DO THIS
Find each line in the data below that contains the string "statue" and copy those lines. Case counts.

DATA FOR THIS TASK
• • • • • • •

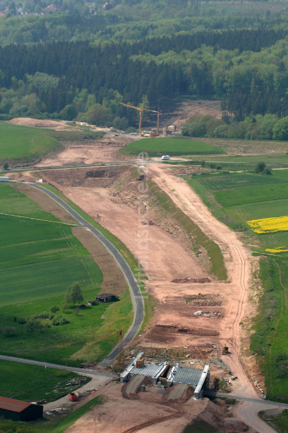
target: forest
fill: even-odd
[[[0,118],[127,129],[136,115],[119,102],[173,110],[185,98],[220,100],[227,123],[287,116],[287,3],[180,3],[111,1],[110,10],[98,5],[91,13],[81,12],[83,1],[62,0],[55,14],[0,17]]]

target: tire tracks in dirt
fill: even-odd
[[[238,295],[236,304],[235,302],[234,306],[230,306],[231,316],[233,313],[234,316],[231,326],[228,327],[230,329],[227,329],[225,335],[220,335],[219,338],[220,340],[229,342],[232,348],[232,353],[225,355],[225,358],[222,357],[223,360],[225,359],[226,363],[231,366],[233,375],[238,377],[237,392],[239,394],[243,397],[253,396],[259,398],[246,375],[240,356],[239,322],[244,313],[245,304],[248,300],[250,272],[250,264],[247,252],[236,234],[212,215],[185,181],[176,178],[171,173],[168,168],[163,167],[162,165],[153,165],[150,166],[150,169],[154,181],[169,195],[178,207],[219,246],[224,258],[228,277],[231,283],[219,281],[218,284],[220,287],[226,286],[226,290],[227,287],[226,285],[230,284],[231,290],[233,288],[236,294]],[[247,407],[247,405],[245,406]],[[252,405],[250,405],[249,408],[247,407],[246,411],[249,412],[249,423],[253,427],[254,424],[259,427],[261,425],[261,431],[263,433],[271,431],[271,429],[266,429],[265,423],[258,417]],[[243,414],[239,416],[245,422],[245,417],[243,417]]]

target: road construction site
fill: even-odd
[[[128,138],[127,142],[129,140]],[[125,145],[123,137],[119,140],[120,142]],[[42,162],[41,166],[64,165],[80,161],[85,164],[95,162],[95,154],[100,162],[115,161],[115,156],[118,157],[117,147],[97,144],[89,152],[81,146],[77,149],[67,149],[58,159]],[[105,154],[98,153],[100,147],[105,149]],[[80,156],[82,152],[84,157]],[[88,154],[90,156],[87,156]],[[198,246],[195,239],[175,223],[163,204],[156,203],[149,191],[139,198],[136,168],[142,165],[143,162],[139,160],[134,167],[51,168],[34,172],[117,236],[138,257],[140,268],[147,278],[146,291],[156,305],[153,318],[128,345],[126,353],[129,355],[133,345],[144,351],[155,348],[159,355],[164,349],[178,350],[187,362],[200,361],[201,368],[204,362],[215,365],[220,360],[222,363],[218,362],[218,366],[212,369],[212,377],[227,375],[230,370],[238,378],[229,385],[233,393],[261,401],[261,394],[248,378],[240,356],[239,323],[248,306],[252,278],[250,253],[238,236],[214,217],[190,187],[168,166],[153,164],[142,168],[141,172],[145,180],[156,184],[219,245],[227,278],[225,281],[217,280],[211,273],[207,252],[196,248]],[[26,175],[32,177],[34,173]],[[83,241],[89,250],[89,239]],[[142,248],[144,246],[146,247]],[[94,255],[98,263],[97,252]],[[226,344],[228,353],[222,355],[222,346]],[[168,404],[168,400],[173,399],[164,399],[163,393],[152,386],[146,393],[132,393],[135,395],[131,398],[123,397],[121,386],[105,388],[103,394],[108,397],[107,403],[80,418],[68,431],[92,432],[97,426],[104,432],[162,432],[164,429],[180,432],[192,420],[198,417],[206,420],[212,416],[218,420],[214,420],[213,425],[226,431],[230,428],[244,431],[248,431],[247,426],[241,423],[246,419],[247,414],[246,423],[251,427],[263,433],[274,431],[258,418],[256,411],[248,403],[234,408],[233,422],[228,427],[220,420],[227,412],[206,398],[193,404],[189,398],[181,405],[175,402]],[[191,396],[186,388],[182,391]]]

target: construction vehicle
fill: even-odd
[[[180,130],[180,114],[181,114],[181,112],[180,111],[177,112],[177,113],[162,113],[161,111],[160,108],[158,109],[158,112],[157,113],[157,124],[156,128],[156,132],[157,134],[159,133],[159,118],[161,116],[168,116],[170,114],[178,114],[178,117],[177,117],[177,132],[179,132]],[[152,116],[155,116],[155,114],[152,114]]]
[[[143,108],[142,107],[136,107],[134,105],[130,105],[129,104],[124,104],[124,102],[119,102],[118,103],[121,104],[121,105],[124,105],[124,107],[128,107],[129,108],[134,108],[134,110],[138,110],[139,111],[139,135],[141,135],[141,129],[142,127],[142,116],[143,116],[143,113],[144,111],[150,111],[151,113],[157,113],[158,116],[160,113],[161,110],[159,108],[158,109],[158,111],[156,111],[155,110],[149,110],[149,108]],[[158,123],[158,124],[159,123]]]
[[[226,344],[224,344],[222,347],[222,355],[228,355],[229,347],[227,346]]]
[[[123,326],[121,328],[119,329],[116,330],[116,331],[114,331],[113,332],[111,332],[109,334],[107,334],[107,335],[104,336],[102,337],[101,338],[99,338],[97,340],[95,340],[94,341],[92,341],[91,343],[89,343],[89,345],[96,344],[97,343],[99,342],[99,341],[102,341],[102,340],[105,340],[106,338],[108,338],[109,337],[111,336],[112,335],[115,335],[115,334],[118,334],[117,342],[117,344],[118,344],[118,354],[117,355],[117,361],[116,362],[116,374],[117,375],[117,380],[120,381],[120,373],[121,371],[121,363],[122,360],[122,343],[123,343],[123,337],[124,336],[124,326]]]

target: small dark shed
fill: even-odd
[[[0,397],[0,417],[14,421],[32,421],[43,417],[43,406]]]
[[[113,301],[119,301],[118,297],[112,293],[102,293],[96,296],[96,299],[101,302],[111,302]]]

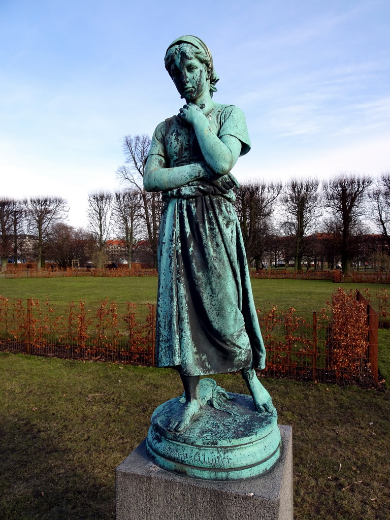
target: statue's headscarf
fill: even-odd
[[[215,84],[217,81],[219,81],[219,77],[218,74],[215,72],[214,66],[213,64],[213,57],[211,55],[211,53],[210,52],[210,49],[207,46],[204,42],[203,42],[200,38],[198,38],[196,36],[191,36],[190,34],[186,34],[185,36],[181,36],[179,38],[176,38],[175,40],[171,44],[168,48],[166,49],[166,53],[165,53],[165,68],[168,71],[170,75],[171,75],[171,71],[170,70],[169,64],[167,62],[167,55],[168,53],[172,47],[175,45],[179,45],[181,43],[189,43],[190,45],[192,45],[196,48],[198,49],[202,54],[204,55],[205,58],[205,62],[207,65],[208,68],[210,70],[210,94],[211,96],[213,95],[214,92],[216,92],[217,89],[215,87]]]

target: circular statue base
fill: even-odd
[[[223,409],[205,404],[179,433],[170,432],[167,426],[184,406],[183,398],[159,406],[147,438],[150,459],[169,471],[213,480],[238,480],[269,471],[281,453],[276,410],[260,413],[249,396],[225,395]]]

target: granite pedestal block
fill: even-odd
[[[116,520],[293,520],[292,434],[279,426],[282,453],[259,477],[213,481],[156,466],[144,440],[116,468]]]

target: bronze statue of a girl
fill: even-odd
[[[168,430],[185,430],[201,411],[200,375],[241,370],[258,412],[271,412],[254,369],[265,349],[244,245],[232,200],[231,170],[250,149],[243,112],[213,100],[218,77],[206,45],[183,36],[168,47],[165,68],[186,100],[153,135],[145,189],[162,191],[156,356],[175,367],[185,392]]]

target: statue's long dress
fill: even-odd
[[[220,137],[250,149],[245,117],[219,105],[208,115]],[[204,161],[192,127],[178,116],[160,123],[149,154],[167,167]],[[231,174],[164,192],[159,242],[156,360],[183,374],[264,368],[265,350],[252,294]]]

• • • • • • •

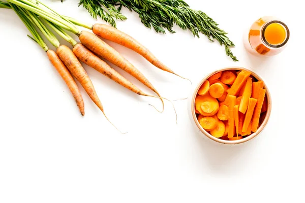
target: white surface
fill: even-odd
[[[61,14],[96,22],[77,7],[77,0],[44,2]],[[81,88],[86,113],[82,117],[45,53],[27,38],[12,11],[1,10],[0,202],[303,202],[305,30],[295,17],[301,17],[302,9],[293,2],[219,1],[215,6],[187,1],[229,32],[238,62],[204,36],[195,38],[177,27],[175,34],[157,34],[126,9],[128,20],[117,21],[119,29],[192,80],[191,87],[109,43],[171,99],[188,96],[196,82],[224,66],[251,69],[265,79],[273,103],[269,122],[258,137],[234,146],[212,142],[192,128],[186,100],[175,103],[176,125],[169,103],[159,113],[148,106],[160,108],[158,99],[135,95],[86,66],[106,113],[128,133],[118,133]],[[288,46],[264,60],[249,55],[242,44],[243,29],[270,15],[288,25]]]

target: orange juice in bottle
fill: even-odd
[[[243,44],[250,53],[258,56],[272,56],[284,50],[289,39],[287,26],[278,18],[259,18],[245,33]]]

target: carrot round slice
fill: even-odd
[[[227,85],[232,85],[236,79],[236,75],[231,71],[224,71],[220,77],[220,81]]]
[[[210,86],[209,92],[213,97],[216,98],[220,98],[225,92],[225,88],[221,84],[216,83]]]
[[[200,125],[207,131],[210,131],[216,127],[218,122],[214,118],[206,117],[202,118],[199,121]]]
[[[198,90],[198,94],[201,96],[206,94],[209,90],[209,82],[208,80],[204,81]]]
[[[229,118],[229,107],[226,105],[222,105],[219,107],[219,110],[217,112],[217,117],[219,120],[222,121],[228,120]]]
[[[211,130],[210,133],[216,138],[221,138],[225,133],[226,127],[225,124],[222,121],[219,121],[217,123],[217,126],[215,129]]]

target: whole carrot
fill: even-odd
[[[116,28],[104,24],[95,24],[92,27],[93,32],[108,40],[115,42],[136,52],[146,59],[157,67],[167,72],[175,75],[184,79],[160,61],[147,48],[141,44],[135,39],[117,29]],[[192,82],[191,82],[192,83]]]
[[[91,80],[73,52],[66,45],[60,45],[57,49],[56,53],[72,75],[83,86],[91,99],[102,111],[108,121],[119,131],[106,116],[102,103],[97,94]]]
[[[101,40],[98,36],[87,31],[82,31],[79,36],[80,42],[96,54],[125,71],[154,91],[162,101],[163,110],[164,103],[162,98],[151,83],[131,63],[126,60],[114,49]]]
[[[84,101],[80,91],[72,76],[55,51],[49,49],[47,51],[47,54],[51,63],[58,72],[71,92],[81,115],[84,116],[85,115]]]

• • • • • • •

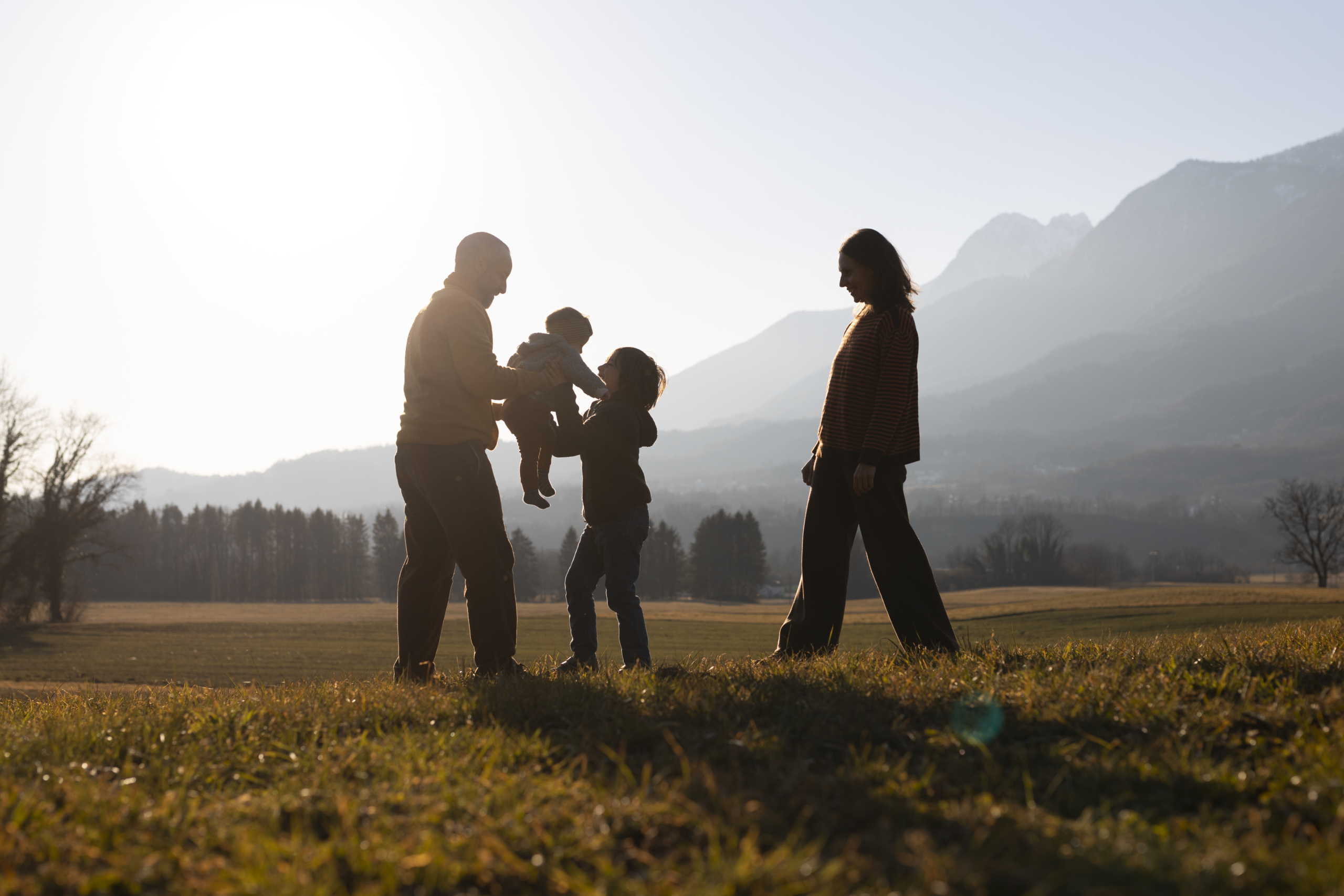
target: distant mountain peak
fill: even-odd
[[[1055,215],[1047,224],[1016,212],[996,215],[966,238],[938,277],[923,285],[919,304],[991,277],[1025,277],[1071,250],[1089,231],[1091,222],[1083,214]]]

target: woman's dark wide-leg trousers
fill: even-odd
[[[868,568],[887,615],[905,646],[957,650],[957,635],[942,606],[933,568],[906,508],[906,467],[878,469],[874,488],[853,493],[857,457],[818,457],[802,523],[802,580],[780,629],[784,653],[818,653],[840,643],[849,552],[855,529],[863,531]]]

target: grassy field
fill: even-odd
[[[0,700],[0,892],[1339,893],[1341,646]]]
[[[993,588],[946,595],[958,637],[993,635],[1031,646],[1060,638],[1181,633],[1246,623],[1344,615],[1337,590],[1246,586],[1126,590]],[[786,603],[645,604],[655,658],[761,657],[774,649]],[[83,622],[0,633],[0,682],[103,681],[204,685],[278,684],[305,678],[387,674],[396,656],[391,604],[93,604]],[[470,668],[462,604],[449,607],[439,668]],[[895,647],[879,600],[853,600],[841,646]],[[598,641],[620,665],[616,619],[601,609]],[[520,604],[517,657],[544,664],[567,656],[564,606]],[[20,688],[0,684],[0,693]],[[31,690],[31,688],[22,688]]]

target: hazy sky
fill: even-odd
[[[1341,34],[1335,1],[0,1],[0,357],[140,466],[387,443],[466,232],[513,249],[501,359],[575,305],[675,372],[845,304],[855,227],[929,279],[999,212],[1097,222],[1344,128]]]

• • • • • • •

EXERCISE ANSWER
target: statue's headscarf
target: circular statue base
target: bronze statue of a girl
target: statue's long dress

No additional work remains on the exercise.